The problem:
Whenever a line of the listing contains "positive", it counts; give the total number of such lines and nothing more.

Supplied records:
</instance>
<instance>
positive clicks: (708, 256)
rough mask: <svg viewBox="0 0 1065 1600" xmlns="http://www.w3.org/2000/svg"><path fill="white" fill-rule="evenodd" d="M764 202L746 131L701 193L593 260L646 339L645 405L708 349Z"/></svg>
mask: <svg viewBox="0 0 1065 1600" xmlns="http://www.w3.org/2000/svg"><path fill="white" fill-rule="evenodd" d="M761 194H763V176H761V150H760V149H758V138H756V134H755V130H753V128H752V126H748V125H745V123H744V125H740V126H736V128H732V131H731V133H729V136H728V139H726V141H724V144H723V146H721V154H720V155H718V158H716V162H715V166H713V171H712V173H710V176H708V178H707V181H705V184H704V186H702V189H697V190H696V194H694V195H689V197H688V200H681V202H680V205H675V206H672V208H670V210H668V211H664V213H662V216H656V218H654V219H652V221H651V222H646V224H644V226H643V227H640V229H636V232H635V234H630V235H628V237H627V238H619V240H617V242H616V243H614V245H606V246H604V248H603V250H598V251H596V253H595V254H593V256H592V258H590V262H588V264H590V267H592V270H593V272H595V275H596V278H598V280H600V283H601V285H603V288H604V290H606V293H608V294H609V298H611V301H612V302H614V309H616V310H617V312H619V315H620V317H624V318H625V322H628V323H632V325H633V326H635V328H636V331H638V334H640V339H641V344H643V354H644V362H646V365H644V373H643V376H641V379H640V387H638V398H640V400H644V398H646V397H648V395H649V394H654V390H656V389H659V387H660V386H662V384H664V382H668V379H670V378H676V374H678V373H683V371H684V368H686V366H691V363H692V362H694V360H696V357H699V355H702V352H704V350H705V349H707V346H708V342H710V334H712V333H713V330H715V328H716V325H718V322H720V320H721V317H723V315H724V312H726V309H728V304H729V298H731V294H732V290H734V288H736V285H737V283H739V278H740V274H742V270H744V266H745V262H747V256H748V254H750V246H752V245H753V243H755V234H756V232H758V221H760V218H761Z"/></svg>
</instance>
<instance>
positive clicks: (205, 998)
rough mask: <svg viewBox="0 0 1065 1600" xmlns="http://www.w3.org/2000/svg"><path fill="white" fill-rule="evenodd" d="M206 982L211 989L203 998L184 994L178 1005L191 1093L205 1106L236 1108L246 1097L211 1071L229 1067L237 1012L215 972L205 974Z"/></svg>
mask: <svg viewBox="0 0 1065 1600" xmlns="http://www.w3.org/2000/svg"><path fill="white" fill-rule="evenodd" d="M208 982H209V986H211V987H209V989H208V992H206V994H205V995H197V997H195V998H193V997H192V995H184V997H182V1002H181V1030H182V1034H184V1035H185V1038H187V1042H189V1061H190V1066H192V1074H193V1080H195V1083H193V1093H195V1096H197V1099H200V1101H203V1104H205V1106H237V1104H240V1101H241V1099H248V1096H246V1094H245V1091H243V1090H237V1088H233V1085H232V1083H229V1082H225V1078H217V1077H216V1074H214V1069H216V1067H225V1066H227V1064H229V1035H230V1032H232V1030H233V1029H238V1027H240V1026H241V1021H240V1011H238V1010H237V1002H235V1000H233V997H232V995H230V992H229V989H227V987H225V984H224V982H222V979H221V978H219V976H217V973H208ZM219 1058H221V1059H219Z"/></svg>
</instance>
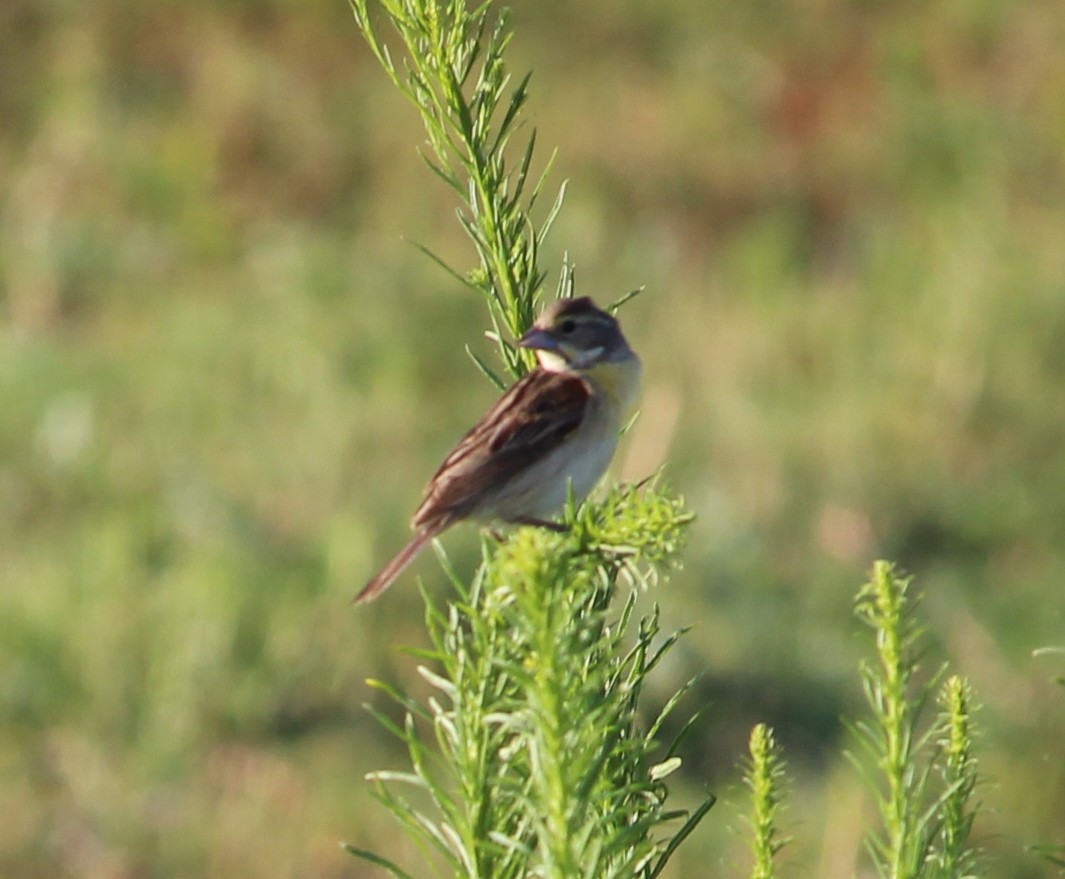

Answer box:
2